» **Required task**
Please turn every line of the records below into a JSON list of strings, one string per line, skipping blank lines. Leave the pictures out.

» **Records for the task**
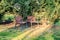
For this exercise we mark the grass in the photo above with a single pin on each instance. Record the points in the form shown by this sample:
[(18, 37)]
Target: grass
[(8, 34)]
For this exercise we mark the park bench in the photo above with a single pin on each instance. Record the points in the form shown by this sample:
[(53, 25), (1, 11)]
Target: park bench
[(19, 20), (32, 20)]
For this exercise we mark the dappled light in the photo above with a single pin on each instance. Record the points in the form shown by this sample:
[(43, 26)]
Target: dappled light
[(29, 19)]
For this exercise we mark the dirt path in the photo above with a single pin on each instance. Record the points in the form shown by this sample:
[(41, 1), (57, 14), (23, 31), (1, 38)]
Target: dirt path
[(5, 27), (20, 37), (33, 32)]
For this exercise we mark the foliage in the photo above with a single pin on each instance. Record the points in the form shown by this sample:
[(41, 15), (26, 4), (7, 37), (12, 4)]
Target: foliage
[(8, 16), (49, 8)]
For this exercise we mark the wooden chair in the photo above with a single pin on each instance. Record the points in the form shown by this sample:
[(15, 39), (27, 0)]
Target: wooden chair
[(31, 20), (19, 21)]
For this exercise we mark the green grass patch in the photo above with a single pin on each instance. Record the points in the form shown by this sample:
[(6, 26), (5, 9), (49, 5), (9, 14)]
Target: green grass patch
[(8, 34)]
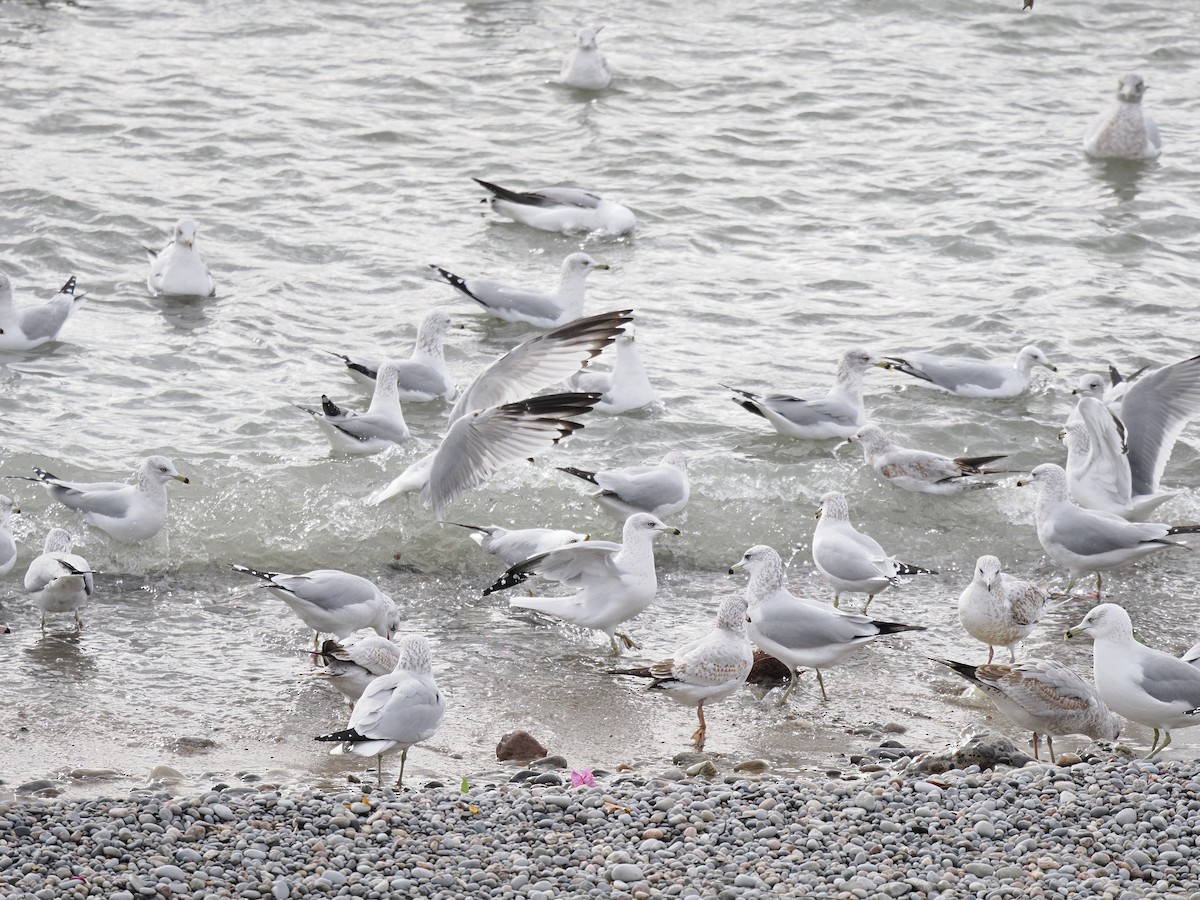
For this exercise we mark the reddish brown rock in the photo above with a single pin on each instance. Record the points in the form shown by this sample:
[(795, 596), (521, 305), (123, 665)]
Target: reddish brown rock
[(519, 745)]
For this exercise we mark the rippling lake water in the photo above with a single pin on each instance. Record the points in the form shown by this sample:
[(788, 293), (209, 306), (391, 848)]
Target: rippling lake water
[(808, 178)]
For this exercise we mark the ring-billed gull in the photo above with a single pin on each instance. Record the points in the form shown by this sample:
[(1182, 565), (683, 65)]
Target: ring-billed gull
[(7, 545), (1000, 610), (129, 513), (1153, 406), (706, 670), (562, 209), (660, 490), (852, 562), (973, 377), (1126, 131), (624, 388), (424, 375), (838, 414), (799, 631), (331, 601), (381, 427), (515, 545), (921, 471), (534, 307), (399, 709), (58, 580), (178, 268), (355, 660), (1143, 684), (615, 581), (586, 66), (1043, 696), (1087, 541), (23, 328), (491, 425)]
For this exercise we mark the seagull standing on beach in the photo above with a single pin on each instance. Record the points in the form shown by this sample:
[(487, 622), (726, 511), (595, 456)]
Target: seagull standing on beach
[(23, 328), (178, 269), (1143, 684), (397, 709), (706, 670)]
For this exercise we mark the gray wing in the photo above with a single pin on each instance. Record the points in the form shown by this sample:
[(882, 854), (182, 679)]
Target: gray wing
[(540, 361), (1155, 411)]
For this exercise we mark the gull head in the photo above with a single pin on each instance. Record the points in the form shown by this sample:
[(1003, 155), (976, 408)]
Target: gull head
[(1131, 89), (1104, 621), (185, 232), (988, 570), (1090, 385), (1031, 357)]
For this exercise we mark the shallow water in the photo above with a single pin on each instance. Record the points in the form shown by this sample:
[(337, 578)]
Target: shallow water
[(881, 174)]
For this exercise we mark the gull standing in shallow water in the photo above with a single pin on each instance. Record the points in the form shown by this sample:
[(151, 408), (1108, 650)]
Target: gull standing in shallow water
[(1043, 696), (1126, 131), (331, 601), (58, 580), (534, 307), (7, 545), (562, 209), (1087, 541), (23, 328), (616, 581), (1000, 610), (838, 414), (973, 377), (129, 513), (660, 490), (706, 670), (586, 66), (423, 376), (178, 269), (850, 561), (399, 709), (491, 426), (921, 471), (1143, 684), (798, 631), (381, 427)]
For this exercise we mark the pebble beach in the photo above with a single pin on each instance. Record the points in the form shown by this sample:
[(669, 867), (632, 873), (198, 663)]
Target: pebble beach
[(1105, 829)]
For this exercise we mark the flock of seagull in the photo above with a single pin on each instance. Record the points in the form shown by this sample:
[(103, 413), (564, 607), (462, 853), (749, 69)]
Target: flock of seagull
[(1089, 514)]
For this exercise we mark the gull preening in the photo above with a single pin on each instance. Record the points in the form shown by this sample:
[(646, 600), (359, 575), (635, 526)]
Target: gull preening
[(23, 328), (615, 581), (922, 471), (331, 601), (1000, 610), (973, 377), (706, 670), (1043, 696), (58, 580), (397, 709), (660, 489), (838, 414), (515, 545), (127, 513), (1126, 131), (381, 427), (1143, 684), (799, 631), (423, 376), (562, 209), (586, 67), (540, 309), (495, 421), (178, 269), (852, 562), (1086, 541)]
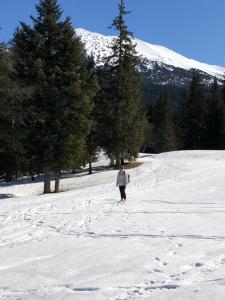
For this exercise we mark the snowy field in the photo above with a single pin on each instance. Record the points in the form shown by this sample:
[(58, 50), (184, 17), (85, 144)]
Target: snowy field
[(166, 242)]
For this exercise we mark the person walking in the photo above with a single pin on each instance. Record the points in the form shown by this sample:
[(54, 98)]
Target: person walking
[(122, 181)]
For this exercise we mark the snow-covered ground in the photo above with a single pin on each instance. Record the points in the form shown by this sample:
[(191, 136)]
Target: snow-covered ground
[(166, 242)]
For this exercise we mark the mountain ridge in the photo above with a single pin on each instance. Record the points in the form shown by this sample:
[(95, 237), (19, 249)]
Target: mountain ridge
[(98, 45)]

» **Result for this task**
[
  "For this exercise we mark the grass in the photo above with a single pin on each instance. Record the points in the form shown by this sample:",
  "[(18, 37)]",
  "Target: grass",
  "[(8, 34)]",
  "For this exercise we mark the park bench in the photo above with a single pin on each instance. Record the points in the form shown by this sample:",
  "[(53, 25), (1, 11)]",
  "Target: park bench",
  "[(19, 20), (32, 20)]",
  "For this exercise we mark the dappled light in the photo above with a single pin on each instance. Record the points in the form shown by this sample:",
  "[(43, 26)]",
  "Target: dappled light",
  "[(29, 19)]",
  "For this exercise we mark the dirt path in the photo above with a single pin on each instance. Record the points in the form shown by this sample:",
  "[(41, 1), (57, 14), (23, 31), (1, 38)]",
  "Target: dirt path",
  "[(5, 27), (20, 37), (33, 32)]",
  "For this exercise we mark the foliage in the photo above with a single pin on each instance. Record the points in the form shown by this sample:",
  "[(41, 15), (26, 4), (7, 37), (12, 4)]",
  "Target: foliage",
  "[(8, 16), (49, 8)]",
  "For this exercise we mark the wooden chair in the photo above with a single pin on each instance. Record the points in the form shown by this sample:",
  "[(15, 39), (27, 0)]",
  "Target: wooden chair",
  "[(31, 20), (19, 21)]",
  "For this exercise we mark the green grass patch in the photo above with a single pin on each instance. Record the points in the form shown by this sample:",
  "[(6, 26), (5, 9), (49, 5), (9, 14)]",
  "Target: green grass patch",
  "[(8, 34)]",
  "For this exercise we mark the reddish brown rock in the photo above with a single pin on each instance. Record the points in the form shown by this sample:",
  "[(795, 596), (521, 305), (123, 665)]",
  "Target: reddish brown rock",
  "[(519, 745)]",
  "For this exercise we mark the rippling lake water in the photo above with a single pin on each instance. Record the points in the form shown by this sample:",
  "[(788, 293), (209, 306), (391, 848)]",
  "Target: rippling lake water",
  "[(808, 178)]",
  "For this exercise we mark the ring-billed gull in the photo above with a single pin on each instance. Record the points in the form shown by this sample:",
  "[(1182, 565), (683, 65)]",
  "Target: ring-billed gull",
  "[(7, 545), (1000, 610), (129, 513), (1153, 406), (706, 670), (562, 209), (660, 490), (852, 562), (973, 377), (1126, 131), (624, 388), (424, 375), (838, 414), (799, 631), (331, 601), (381, 427), (515, 545), (921, 471), (534, 307), (399, 709), (58, 580), (178, 268), (355, 660), (1143, 684), (615, 581), (586, 66), (1043, 696), (1087, 541), (23, 328), (491, 425)]",
  "For this exercise we mark the seagull standing on beach in the photo above with a single pin on each instance. Record the points in the form shown by this sample:",
  "[(487, 622), (726, 511), (595, 456)]",
  "Target: seagull standing on beach",
  "[(23, 328), (178, 269), (1143, 684), (397, 709), (706, 670)]",
  "For this exercise we mark the gray wing in the photo above with a single pin on each instance. Record the points in the form shown by this sample:",
  "[(882, 854), (182, 679)]",
  "Target: gray wing",
  "[(540, 361), (1155, 411)]",
  "For this exercise we mark the gull head in the photo above with a single pin on each instance. Record the points in the form shown by this sample:",
  "[(1003, 155), (976, 408)]",
  "Target: gull head",
  "[(1131, 89), (1104, 621), (185, 232), (988, 570), (1090, 385), (1031, 357)]",
  "For this exercise we mark the shallow water in the photo above with a single pin on each instance. Record the points in the form shown by this sample:",
  "[(337, 578)]",
  "Target: shallow water",
  "[(881, 174)]",
  "For this exercise we mark the gull standing in shallow water in the photo above with a single pin on each instance. Record the points in the form shown by this sample:",
  "[(151, 408), (1108, 650)]",
  "Target: gull standing in shallow water",
  "[(1043, 696), (1126, 131), (331, 601), (58, 580), (534, 307), (7, 545), (562, 209), (1087, 541), (23, 328), (616, 581), (1000, 610), (838, 414), (973, 377), (129, 513), (660, 490), (706, 670), (586, 66), (423, 376), (178, 269), (850, 561), (399, 709), (491, 426), (921, 471), (1143, 684), (798, 631), (381, 427)]",
  "For this exercise we mark the pebble beach in the photo above with a single pin on each instance. Record the points in the form shown by this sample:",
  "[(669, 867), (632, 873), (198, 663)]",
  "Target: pebble beach",
  "[(1105, 829)]",
  "For this exercise we mark the flock of seagull in the photo above with a single pin on each instance. Record the points in the form shown by this sample:",
  "[(103, 413), (564, 607), (462, 853), (749, 69)]",
  "Target: flock of seagull",
  "[(1089, 514)]",
  "For this exercise we mark the gull preening in the photo above with a single pin on each instance. Record the points in the form shown by this sample:",
  "[(646, 600), (359, 575), (635, 526)]",
  "Target: gull preening",
  "[(23, 328), (615, 581), (922, 471), (331, 601), (1000, 610), (973, 377), (706, 670), (1043, 696), (58, 580), (397, 709), (660, 489), (838, 414), (515, 545), (127, 513), (1126, 131), (381, 427), (1143, 684), (799, 631), (423, 376), (562, 209), (586, 67), (540, 309), (495, 421), (178, 269), (852, 562), (1086, 541)]",
  "For this exercise we mark the snowy field in the photo above with a single pin on each instance. Record the points in the form shown by this sample:",
  "[(58, 50), (184, 17), (85, 144)]",
  "Target: snowy field",
  "[(166, 242)]",
  "For this exercise we mark the person walking in the photo above with a single pin on each instance. Record the points in the form shown by this sample:",
  "[(54, 98)]",
  "Target: person walking",
  "[(122, 181)]",
  "For this exercise we mark the snow-covered ground in the photo above with a single pin on each instance. Record the points in the form shown by this sample:",
  "[(191, 136)]",
  "Target: snow-covered ground",
  "[(166, 242)]",
  "For this exercise we mark the mountain ridge in the photo above with a single pin on each instance. Record the points in the form shown by this sample:",
  "[(95, 237), (19, 249)]",
  "Target: mountain ridge",
  "[(98, 45)]"
]